(Photo-based referring expression data)
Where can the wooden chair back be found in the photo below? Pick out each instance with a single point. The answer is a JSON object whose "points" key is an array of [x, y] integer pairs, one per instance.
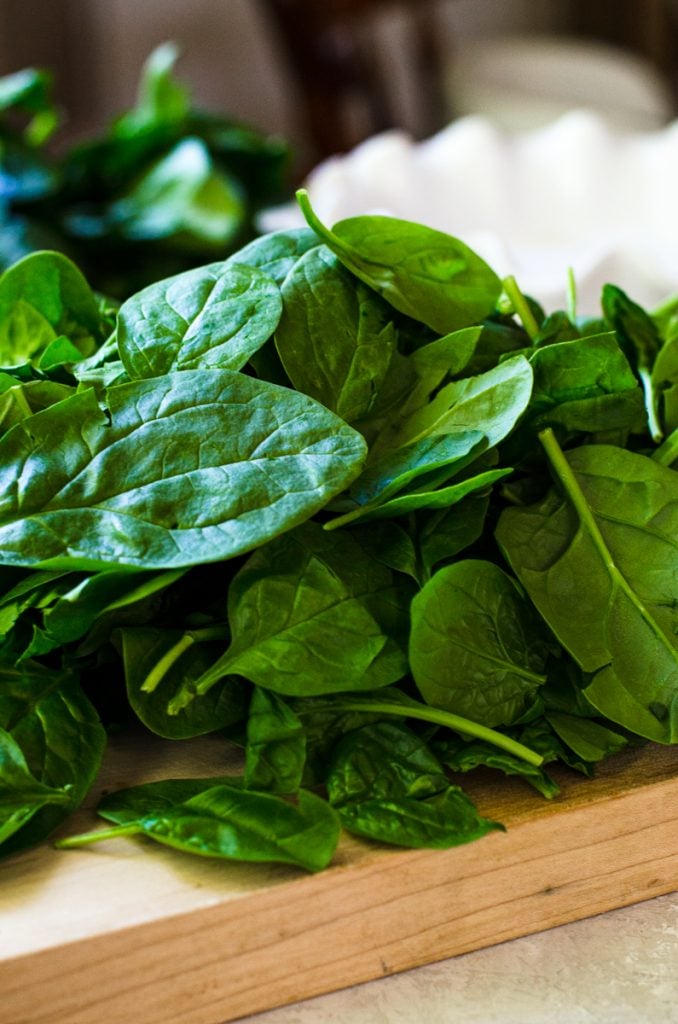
{"points": [[344, 75]]}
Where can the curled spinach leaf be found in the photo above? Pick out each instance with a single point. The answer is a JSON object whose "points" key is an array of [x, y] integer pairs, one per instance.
{"points": [[182, 469]]}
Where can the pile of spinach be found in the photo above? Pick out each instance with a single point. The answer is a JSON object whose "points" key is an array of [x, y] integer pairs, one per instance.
{"points": [[347, 500], [166, 187]]}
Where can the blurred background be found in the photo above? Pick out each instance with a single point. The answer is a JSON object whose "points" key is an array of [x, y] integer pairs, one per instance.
{"points": [[326, 74], [533, 184]]}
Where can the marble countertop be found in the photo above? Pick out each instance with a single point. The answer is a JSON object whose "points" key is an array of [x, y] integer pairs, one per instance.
{"points": [[618, 968]]}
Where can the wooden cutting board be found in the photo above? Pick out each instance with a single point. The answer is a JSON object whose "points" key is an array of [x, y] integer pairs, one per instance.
{"points": [[128, 932]]}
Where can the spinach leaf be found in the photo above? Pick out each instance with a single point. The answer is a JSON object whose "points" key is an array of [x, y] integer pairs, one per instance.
{"points": [[214, 317], [424, 273], [336, 338], [51, 735], [640, 340], [491, 402], [461, 756], [386, 784], [590, 740], [276, 751], [181, 196], [599, 558], [22, 795], [476, 648], [42, 297], [422, 498], [182, 469], [585, 385], [382, 761], [218, 818], [18, 400], [448, 819], [447, 532], [277, 254], [312, 613]]}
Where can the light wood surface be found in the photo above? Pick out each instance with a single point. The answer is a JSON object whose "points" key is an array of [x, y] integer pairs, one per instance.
{"points": [[131, 933]]}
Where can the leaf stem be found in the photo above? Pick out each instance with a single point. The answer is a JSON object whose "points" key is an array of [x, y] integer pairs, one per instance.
{"points": [[653, 424], [162, 667], [575, 495], [87, 839], [571, 295], [521, 306], [456, 722], [588, 521]]}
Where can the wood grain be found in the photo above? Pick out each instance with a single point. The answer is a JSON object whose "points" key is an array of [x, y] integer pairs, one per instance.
{"points": [[130, 932]]}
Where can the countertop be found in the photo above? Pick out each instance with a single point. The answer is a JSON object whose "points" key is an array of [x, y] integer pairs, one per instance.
{"points": [[618, 968]]}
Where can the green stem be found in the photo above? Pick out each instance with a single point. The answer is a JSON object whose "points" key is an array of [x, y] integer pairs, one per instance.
{"points": [[571, 295], [653, 424], [161, 668], [86, 839], [446, 718], [521, 307], [587, 519], [575, 494]]}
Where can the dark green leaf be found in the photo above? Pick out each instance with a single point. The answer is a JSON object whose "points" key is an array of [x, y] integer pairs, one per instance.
{"points": [[189, 468], [312, 613], [422, 272], [60, 739], [336, 338], [599, 560], [216, 818], [464, 757], [210, 318], [276, 745], [475, 646]]}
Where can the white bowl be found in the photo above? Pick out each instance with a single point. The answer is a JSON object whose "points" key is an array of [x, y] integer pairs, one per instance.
{"points": [[576, 194]]}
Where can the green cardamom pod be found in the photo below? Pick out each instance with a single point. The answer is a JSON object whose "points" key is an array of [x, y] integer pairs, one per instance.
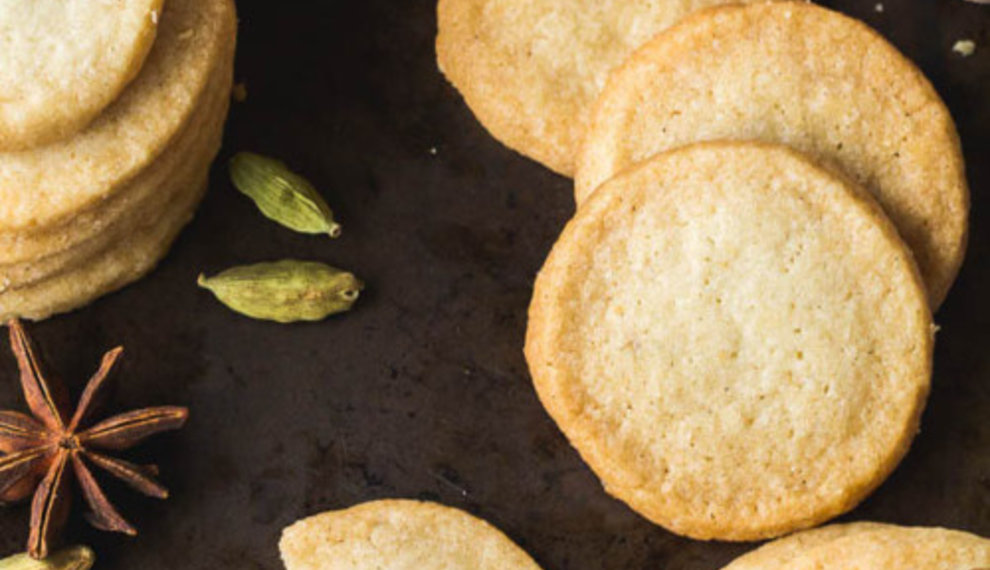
{"points": [[74, 558], [282, 195], [285, 291]]}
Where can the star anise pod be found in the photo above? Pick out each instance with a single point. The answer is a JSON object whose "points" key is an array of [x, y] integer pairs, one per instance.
{"points": [[40, 451]]}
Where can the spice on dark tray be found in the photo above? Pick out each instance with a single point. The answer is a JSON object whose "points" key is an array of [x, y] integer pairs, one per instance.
{"points": [[40, 451]]}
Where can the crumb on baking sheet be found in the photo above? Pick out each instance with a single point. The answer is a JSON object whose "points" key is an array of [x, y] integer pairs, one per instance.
{"points": [[964, 48]]}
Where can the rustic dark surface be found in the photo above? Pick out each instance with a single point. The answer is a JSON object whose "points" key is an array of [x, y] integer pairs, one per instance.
{"points": [[422, 391]]}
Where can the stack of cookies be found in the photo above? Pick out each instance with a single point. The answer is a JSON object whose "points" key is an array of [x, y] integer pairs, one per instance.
{"points": [[110, 115], [735, 329]]}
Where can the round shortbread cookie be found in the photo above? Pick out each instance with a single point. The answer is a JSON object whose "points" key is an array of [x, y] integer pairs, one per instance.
{"points": [[399, 535], [37, 253], [136, 232], [64, 61], [884, 547], [531, 69], [47, 186], [782, 552], [808, 77], [735, 340]]}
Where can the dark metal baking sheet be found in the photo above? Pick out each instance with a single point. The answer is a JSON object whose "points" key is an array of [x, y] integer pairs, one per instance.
{"points": [[422, 391]]}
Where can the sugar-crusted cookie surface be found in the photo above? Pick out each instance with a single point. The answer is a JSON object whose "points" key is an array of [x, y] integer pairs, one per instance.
{"points": [[782, 552], [802, 75], [48, 186], [735, 340], [64, 61], [105, 248], [399, 535], [531, 69], [878, 547]]}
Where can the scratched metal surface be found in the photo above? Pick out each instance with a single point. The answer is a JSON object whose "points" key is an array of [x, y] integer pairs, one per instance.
{"points": [[423, 391]]}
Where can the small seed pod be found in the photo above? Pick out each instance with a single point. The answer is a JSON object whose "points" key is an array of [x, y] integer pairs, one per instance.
{"points": [[282, 195], [285, 291]]}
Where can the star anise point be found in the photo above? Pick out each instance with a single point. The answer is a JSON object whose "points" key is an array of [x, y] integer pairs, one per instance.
{"points": [[38, 450]]}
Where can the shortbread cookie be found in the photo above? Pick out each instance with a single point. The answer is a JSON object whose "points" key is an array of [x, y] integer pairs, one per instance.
{"points": [[107, 247], [399, 535], [782, 552], [64, 61], [134, 231], [735, 339], [531, 69], [881, 548], [47, 186], [802, 75]]}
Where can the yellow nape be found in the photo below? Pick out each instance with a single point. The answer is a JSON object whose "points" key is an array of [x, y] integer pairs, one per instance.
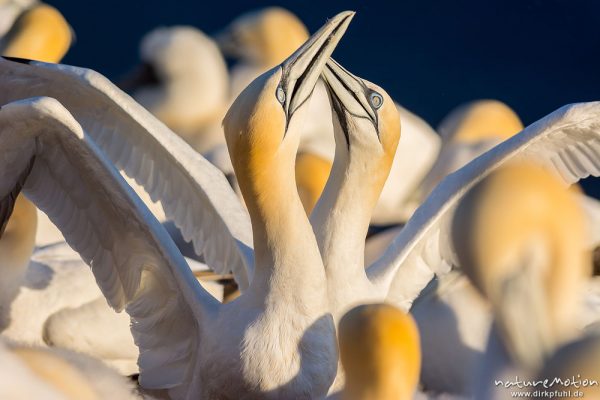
{"points": [[485, 119], [41, 33], [57, 372], [312, 173], [380, 352]]}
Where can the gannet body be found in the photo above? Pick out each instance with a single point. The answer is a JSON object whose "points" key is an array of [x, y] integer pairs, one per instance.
{"points": [[530, 265], [271, 342], [462, 319]]}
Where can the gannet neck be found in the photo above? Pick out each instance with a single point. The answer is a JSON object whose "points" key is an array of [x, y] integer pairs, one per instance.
{"points": [[366, 141], [312, 172], [40, 33], [264, 163], [380, 352], [519, 236]]}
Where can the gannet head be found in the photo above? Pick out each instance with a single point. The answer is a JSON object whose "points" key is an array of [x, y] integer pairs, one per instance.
{"points": [[480, 120], [264, 37], [263, 125], [380, 353], [366, 125], [182, 80], [519, 235], [40, 33]]}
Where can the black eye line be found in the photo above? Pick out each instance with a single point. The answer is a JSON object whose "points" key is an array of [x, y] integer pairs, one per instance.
{"points": [[341, 113]]}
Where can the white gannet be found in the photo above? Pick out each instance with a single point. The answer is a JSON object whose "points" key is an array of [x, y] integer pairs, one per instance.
{"points": [[380, 353], [261, 39], [39, 32], [272, 341], [530, 265], [451, 309], [208, 212], [183, 81], [56, 374]]}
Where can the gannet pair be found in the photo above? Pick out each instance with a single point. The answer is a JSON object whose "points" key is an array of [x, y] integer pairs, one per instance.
{"points": [[258, 39], [197, 208], [528, 263], [270, 342]]}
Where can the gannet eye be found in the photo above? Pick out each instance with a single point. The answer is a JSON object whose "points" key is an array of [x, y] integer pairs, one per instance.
{"points": [[280, 95], [376, 100]]}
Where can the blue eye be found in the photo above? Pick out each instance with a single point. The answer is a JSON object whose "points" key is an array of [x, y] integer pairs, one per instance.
{"points": [[280, 95], [376, 100]]}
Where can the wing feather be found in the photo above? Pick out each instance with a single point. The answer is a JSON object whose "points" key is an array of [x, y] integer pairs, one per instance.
{"points": [[567, 142], [194, 194], [134, 261]]}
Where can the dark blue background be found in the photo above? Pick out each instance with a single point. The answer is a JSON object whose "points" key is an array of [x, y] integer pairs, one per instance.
{"points": [[430, 55]]}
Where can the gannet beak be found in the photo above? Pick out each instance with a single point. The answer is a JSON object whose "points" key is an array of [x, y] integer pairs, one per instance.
{"points": [[348, 92], [301, 70]]}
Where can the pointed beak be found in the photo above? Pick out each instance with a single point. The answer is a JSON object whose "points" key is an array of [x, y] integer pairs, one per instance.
{"points": [[302, 69], [347, 92]]}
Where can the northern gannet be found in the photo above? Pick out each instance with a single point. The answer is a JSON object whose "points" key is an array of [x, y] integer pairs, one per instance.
{"points": [[183, 81], [380, 353], [262, 38], [39, 32], [530, 265], [451, 311], [272, 341]]}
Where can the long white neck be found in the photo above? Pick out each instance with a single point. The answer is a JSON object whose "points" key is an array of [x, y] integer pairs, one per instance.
{"points": [[341, 217], [287, 260]]}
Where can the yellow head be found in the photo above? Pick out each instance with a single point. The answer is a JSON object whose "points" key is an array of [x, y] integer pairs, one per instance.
{"points": [[519, 236], [380, 353], [366, 125], [40, 33], [480, 120], [263, 125], [264, 37]]}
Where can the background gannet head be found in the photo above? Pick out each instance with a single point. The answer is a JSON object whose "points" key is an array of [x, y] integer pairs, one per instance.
{"points": [[480, 120], [263, 37], [380, 353], [40, 33], [519, 236], [366, 126], [183, 80], [263, 125]]}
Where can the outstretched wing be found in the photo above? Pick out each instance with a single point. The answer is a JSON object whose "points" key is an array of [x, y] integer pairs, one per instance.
{"points": [[135, 263], [194, 194], [567, 142]]}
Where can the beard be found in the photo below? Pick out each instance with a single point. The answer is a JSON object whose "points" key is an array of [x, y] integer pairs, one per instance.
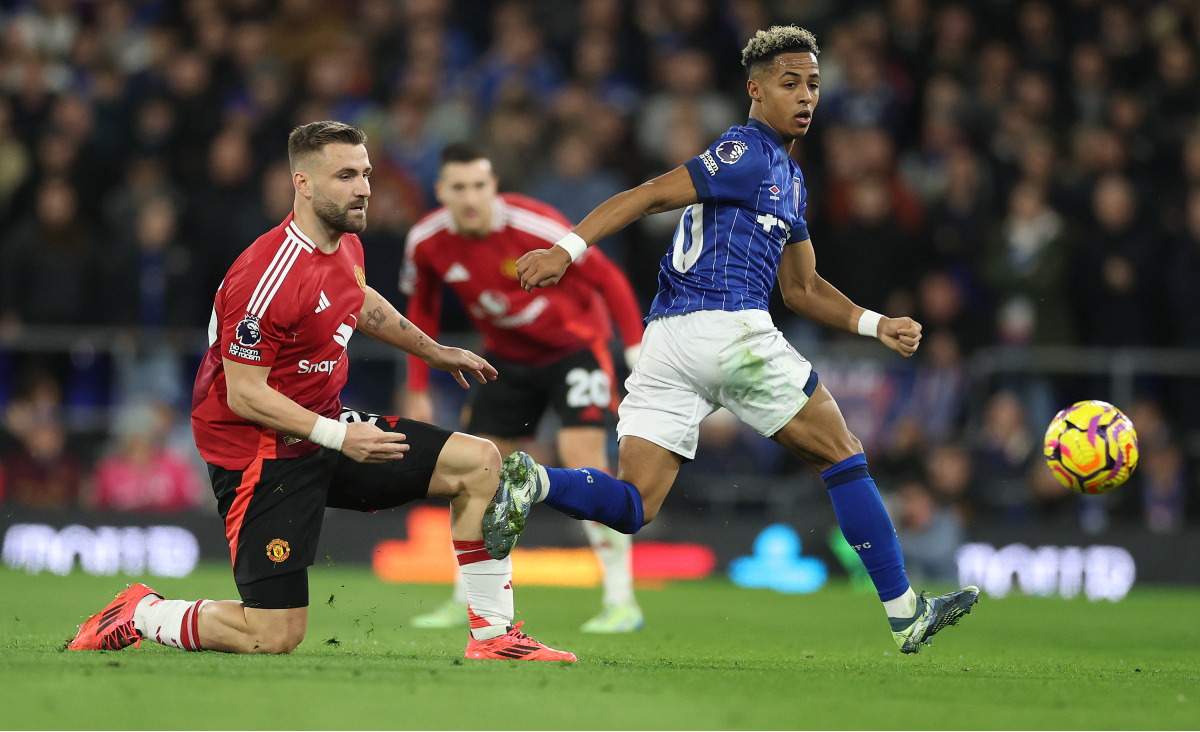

▶ [WHAT THE TASK REQUIRES]:
When the line containing "Where can the background" has been located, retype it and each line after it through the end of the records, excluding the pictures and adding nothing else.

▶ [COMPLETED TASK]:
Where can the background gannet head be found in the photo above? Pick out each instance with a single point. The answer is a JSON object whose "points" key is an array of [x, y] integer pairs, one per instance.
{"points": [[480, 120], [263, 37], [380, 353], [40, 33], [519, 236], [366, 126], [183, 80], [263, 125]]}
Where can the outstretched wing be found in the photo above? Pick out each instance with a single point. The answer is a JSON object whose "points" key is an array of [x, y] integer pairs, one per instance.
{"points": [[135, 263], [194, 194], [567, 142]]}
Where can the beard be found in the photo below? Pick out each instance with a single point. The answer is a JSON object whose "points" key is an array of [x, y] integer pairs, one per instance.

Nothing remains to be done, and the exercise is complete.